■ **SHORT PROBLEM**
Please rewrite the data as a JSON list of strings, one string per line, starting at the line that contains "Target: stone statue" and stopping after the line that contains "[0, 79, 370, 259]". Omit blank lines and leave the pictures out.
------
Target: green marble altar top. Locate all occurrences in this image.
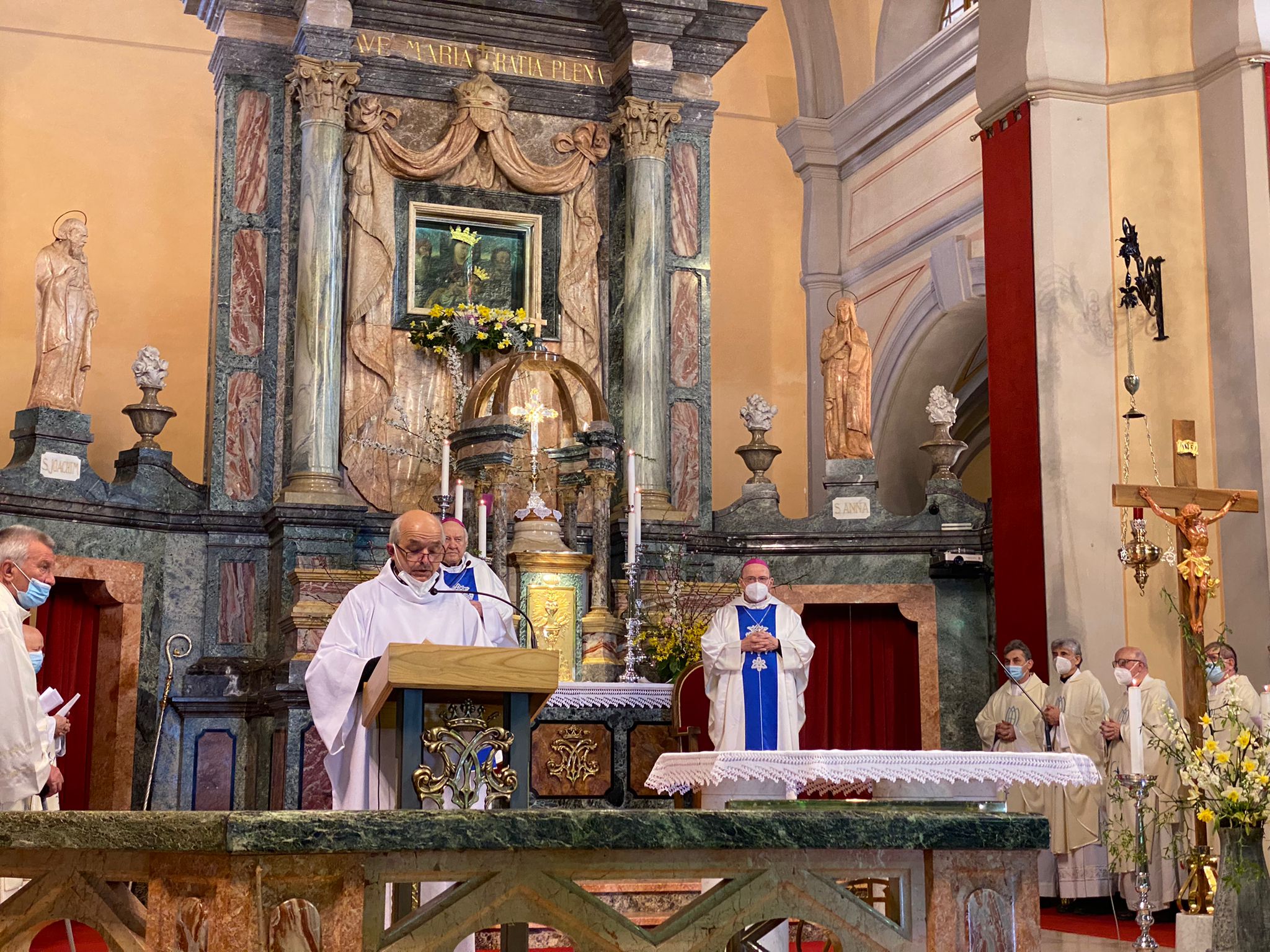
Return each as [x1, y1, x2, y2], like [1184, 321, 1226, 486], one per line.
[0, 803, 1049, 854]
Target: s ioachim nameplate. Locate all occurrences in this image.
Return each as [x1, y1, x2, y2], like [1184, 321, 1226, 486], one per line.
[833, 496, 873, 519]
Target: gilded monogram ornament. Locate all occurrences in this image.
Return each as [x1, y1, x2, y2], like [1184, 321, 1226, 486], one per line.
[412, 700, 518, 810]
[548, 725, 600, 786]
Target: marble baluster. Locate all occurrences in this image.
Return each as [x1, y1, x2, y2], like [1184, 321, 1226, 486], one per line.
[612, 97, 683, 519]
[282, 56, 361, 504]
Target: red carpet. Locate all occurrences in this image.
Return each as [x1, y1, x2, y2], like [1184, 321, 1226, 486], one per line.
[30, 919, 109, 952]
[1040, 909, 1177, 948]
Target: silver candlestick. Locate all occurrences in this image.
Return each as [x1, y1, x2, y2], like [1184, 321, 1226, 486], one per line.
[1116, 773, 1160, 948]
[618, 545, 645, 684]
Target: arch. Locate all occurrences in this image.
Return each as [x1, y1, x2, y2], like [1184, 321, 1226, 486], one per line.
[874, 282, 988, 514]
[875, 0, 944, 79]
[781, 0, 843, 120]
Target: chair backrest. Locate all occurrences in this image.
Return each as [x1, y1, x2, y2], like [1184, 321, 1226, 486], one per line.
[670, 661, 714, 750]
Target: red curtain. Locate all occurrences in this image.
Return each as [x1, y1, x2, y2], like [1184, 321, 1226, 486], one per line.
[979, 103, 1049, 658]
[799, 604, 922, 750]
[35, 579, 99, 810]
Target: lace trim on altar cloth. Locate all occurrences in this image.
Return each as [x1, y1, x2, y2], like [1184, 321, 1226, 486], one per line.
[548, 681, 674, 707]
[646, 750, 1103, 793]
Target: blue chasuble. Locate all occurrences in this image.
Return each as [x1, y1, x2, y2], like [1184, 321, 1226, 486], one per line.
[441, 565, 480, 602]
[737, 606, 779, 750]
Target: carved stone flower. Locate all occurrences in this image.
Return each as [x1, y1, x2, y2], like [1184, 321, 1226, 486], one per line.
[132, 346, 167, 390]
[740, 394, 776, 431]
[926, 385, 959, 426]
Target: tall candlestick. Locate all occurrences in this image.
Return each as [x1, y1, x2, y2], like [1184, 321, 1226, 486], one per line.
[1129, 684, 1147, 777]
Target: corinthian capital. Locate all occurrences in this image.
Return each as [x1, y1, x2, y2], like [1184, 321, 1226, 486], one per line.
[612, 97, 683, 159]
[287, 56, 362, 126]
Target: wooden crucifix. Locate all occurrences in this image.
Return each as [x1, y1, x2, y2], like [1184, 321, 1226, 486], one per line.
[1111, 420, 1259, 736]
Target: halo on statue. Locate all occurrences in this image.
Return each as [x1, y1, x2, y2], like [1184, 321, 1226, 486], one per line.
[824, 288, 859, 319]
[53, 208, 87, 239]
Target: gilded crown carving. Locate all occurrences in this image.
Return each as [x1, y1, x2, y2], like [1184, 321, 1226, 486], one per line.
[287, 56, 362, 126]
[612, 97, 683, 159]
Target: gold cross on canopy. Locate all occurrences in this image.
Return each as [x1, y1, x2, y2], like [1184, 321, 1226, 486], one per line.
[512, 388, 560, 456]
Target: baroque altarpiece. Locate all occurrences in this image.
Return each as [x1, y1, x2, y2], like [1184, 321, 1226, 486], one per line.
[0, 0, 989, 809]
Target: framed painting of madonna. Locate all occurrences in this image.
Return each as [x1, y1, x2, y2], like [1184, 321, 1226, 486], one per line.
[397, 183, 560, 339]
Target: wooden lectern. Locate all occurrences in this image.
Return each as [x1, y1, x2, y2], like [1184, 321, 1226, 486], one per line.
[362, 643, 560, 952]
[362, 643, 560, 810]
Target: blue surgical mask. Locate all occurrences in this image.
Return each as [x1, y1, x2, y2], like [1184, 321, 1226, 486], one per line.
[14, 562, 53, 612]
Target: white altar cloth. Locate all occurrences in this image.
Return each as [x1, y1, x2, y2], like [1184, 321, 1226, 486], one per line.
[646, 750, 1103, 793]
[548, 681, 674, 708]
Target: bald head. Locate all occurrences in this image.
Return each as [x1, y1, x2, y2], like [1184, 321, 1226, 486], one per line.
[389, 509, 445, 581]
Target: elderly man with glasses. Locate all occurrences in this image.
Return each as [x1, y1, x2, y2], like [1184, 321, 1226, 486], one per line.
[701, 558, 815, 750]
[305, 509, 491, 810]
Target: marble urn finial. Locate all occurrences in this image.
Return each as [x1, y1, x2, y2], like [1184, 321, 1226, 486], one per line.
[132, 345, 167, 390]
[123, 345, 177, 449]
[740, 394, 777, 433]
[921, 385, 967, 482]
[735, 394, 781, 491]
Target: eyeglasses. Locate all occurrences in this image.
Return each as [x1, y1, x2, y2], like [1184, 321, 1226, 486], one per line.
[394, 544, 446, 565]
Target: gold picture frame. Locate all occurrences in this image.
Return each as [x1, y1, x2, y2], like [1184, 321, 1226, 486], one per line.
[405, 202, 542, 320]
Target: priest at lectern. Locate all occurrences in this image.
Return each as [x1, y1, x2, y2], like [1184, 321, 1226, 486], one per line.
[305, 509, 492, 810]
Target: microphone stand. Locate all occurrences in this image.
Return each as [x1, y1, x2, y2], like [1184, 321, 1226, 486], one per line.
[428, 571, 538, 647]
[988, 647, 1054, 754]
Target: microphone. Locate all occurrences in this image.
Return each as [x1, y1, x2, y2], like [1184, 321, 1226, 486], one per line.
[988, 647, 1054, 752]
[428, 571, 538, 647]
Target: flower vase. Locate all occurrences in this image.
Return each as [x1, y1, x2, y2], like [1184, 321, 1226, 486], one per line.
[1212, 824, 1270, 952]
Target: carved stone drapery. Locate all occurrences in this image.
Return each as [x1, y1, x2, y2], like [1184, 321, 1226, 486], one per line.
[342, 64, 608, 510]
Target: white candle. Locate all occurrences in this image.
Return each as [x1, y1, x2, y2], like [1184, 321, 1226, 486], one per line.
[1129, 684, 1147, 775]
[631, 488, 644, 551]
[626, 449, 635, 510]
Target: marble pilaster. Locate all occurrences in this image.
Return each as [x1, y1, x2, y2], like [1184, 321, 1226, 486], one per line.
[613, 97, 685, 519]
[282, 56, 361, 504]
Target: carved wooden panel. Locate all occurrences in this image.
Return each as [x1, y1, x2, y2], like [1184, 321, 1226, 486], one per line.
[530, 722, 613, 797]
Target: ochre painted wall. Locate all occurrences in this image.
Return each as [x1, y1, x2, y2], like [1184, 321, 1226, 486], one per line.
[1095, 93, 1214, 703]
[710, 2, 806, 517]
[0, 0, 216, 480]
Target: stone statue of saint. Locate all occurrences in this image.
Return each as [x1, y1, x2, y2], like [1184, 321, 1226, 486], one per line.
[27, 218, 97, 413]
[820, 298, 873, 459]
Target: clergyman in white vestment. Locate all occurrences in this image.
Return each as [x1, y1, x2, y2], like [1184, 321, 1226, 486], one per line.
[1103, 646, 1185, 911]
[701, 558, 815, 750]
[1040, 638, 1111, 911]
[0, 526, 62, 902]
[701, 558, 815, 952]
[441, 515, 521, 647]
[974, 638, 1046, 814]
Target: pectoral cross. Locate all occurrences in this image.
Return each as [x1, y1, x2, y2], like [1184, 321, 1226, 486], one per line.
[1111, 420, 1259, 736]
[512, 386, 560, 457]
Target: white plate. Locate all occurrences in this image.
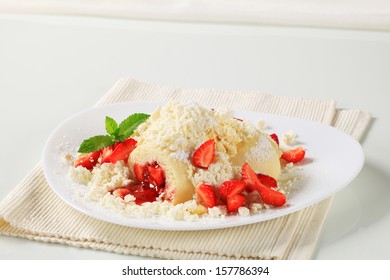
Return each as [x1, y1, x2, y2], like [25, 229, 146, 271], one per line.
[43, 103, 364, 230]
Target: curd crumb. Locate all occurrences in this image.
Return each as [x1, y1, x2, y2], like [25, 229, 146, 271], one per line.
[256, 120, 267, 130]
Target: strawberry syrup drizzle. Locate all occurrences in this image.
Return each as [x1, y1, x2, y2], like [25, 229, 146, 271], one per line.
[110, 162, 165, 205]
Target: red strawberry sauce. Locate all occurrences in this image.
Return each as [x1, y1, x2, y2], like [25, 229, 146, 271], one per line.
[110, 162, 165, 205]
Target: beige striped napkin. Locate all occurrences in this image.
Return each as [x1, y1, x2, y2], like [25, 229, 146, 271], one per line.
[0, 79, 370, 259]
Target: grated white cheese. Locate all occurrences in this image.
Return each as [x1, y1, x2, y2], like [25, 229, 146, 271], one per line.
[283, 130, 297, 146]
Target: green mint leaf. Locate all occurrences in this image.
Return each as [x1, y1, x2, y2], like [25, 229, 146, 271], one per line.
[118, 113, 149, 139]
[78, 135, 115, 153]
[106, 116, 118, 138]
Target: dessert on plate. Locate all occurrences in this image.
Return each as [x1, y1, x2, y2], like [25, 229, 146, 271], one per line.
[69, 102, 305, 220]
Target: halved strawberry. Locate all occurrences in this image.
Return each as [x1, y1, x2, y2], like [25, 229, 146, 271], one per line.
[100, 146, 114, 163]
[270, 133, 279, 146]
[112, 188, 131, 199]
[102, 138, 137, 163]
[242, 163, 286, 207]
[74, 151, 101, 170]
[226, 193, 246, 212]
[192, 139, 215, 168]
[281, 147, 306, 163]
[195, 184, 217, 208]
[133, 163, 145, 182]
[218, 180, 245, 198]
[256, 173, 278, 189]
[147, 162, 165, 187]
[259, 186, 286, 207]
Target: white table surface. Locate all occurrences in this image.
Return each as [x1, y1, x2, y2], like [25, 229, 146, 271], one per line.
[0, 14, 390, 259]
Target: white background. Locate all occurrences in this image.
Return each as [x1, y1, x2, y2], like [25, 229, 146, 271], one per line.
[0, 15, 390, 259]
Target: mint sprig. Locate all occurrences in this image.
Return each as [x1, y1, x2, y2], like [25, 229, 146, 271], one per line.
[78, 113, 149, 153]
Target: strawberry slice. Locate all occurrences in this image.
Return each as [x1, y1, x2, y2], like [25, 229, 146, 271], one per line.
[270, 133, 279, 146]
[281, 147, 306, 163]
[195, 184, 217, 208]
[133, 163, 145, 182]
[256, 173, 278, 189]
[100, 146, 114, 163]
[112, 188, 131, 199]
[102, 138, 137, 163]
[242, 163, 286, 207]
[226, 193, 246, 212]
[74, 151, 101, 170]
[192, 139, 215, 168]
[218, 180, 245, 198]
[147, 162, 165, 187]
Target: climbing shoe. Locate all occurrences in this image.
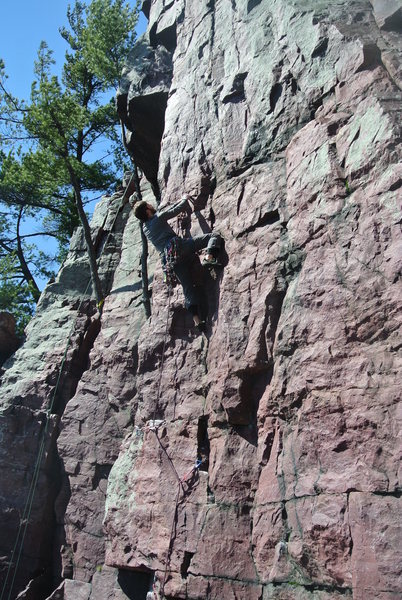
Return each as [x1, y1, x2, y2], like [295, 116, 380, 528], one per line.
[202, 257, 222, 267]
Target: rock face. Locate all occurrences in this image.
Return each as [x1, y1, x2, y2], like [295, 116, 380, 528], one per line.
[0, 0, 402, 600]
[0, 311, 21, 367]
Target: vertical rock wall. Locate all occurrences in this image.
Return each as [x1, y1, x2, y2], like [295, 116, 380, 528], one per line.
[0, 0, 402, 600]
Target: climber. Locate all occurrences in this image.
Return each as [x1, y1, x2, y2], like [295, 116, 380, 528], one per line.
[130, 196, 222, 333]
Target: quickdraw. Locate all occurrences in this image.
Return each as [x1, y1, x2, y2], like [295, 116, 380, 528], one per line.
[161, 237, 180, 288]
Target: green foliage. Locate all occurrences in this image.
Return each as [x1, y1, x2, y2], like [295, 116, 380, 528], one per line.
[83, 0, 140, 87]
[0, 0, 139, 326]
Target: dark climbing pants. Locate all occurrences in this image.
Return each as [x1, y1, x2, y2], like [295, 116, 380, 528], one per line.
[174, 233, 222, 314]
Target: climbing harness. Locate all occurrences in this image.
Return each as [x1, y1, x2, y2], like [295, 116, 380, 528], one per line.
[161, 236, 180, 288]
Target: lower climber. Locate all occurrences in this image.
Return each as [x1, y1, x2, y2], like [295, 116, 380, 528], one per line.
[134, 196, 222, 332]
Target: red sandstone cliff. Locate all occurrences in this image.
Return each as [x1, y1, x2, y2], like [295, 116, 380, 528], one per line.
[0, 0, 402, 600]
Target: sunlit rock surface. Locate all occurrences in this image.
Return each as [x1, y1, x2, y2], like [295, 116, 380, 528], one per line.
[0, 0, 402, 600]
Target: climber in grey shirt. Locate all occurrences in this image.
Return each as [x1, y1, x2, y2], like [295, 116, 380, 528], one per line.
[134, 196, 222, 332]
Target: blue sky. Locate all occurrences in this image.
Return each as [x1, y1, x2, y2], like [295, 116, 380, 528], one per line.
[0, 0, 147, 288]
[0, 0, 146, 98]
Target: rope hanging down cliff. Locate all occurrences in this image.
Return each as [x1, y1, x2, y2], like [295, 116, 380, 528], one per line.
[0, 174, 134, 600]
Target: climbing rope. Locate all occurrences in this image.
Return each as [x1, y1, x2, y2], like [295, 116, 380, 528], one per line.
[0, 173, 134, 600]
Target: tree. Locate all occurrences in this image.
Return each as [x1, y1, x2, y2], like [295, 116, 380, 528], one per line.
[0, 0, 139, 324]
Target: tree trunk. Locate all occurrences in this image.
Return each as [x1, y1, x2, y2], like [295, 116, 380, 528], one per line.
[17, 206, 40, 302]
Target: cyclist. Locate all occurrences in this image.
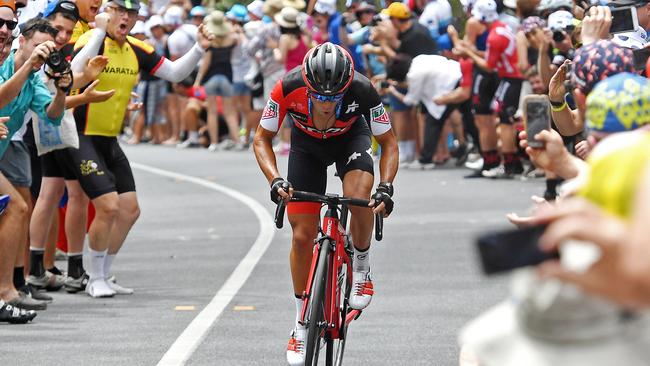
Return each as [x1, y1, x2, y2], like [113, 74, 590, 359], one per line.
[66, 0, 213, 297]
[254, 42, 399, 365]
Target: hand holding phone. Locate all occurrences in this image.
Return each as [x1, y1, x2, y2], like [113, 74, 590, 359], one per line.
[477, 225, 559, 275]
[609, 6, 639, 34]
[524, 95, 551, 148]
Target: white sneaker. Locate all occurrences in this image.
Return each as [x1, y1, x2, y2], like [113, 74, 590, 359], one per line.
[405, 159, 436, 170]
[287, 328, 307, 366]
[86, 278, 115, 298]
[106, 281, 134, 295]
[465, 158, 483, 170]
[350, 271, 375, 310]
------
■ **THE ANSWER**
[
  "Target: stone statue of saint. Locate all occurrences in this image.",
  "Return each as [x1, y1, x2, y2], like [1184, 321, 1226, 486], one per line.",
  "[27, 218, 97, 413]",
  "[820, 298, 873, 459]",
  "Target: clergyman in white vestment. Locate all occurrences in this image.",
  "Return each as [x1, y1, x2, y2], like [1184, 321, 1226, 486], one per line.",
  "[1103, 646, 1185, 911]",
  "[701, 558, 815, 750]",
  "[1040, 638, 1111, 911]",
  "[0, 526, 62, 902]",
  "[701, 558, 815, 952]",
  "[441, 515, 521, 647]",
  "[974, 638, 1046, 814]",
  "Target: pectoral cross. Locate all occurrences in this image.",
  "Return each as [x1, y1, x2, y2], like [1184, 321, 1226, 486], one per line.",
  "[1111, 420, 1259, 736]",
  "[512, 386, 560, 457]",
  "Target: white plate. Locate all occurrences in this image.",
  "Return each as [x1, y1, x2, y2], like [25, 229, 146, 271], one per line.",
  "[43, 103, 364, 230]",
  "Target: curd crumb. Locate all occurrences in this image.",
  "Return each as [x1, y1, x2, y2], like [25, 229, 146, 271], one per line.",
  "[256, 120, 267, 130]",
  "Target: strawberry syrup drizzle. Locate all occurrences in this image.",
  "Return each as [x1, y1, x2, y2], like [25, 229, 146, 271], one per line.",
  "[110, 162, 165, 205]",
  "Target: red strawberry sauce. Locate all occurrences in this image.",
  "Return each as [x1, y1, x2, y2], like [25, 229, 146, 271], one per line.",
  "[110, 162, 165, 205]",
  "Target: beige striped napkin. Locate all occurrences in this image.",
  "Return each as [x1, y1, x2, y2], like [25, 229, 146, 271], one per line.",
  "[0, 79, 370, 259]"
]